ASSIGNMENT = Beginning with the line containing "Where can the muscular", give every line again exactly as it is, ending with the last line of the entries.

== GIVEN DATA

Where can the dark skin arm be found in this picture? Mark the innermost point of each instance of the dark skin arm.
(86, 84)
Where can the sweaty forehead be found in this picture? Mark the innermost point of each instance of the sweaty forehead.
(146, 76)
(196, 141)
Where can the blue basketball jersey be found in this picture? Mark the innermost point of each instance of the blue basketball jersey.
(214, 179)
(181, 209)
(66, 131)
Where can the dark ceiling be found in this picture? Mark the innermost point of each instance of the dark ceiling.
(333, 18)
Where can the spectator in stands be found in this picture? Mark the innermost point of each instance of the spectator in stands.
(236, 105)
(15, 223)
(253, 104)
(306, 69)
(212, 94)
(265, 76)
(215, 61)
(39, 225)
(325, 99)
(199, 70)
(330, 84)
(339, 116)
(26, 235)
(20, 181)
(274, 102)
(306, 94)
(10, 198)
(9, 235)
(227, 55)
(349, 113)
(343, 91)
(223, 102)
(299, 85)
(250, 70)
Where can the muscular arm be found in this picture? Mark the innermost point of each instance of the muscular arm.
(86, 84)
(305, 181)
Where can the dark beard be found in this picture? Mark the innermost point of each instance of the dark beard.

====

RESPONSE TO THIS TASK =
Where can the muscular arm be found in this picture? Mark the innermost point of each instance of the muscular arm.
(86, 84)
(305, 181)
Where can the dark beard be found in this picture? Mark the innermost point of each instance of the dark beard.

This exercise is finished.